■ **What to produce**
Copy out each line of the data that includes the string "black".

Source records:
========================================
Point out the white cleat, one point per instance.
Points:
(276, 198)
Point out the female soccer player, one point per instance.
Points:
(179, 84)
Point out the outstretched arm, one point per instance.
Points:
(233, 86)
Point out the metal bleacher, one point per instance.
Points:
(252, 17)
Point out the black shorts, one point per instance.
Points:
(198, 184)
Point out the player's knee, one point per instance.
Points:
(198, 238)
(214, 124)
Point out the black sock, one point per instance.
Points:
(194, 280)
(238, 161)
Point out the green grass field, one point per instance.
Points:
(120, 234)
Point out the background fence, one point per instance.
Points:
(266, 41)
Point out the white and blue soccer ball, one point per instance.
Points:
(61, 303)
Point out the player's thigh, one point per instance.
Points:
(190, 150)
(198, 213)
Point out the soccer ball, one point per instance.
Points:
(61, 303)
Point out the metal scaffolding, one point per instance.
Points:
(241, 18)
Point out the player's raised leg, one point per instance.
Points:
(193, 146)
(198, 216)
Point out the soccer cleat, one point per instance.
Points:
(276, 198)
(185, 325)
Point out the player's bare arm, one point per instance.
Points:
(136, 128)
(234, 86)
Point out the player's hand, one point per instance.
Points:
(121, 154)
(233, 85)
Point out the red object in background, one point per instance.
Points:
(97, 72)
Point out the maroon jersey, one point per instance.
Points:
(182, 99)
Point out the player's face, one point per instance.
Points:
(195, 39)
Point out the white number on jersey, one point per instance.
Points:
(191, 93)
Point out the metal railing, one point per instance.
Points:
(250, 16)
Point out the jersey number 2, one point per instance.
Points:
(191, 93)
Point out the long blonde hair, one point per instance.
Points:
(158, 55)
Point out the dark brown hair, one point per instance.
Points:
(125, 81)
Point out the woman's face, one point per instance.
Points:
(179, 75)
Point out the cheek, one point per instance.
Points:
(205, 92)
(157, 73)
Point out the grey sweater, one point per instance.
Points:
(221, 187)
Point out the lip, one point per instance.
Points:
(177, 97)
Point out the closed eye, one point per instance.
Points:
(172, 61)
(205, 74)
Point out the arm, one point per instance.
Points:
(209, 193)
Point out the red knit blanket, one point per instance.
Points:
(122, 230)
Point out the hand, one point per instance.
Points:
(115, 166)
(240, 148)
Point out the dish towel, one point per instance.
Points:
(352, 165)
========================================
■ **Task output**
Point out the black shorts, one point per instance.
Point out the black sock, one point per instance.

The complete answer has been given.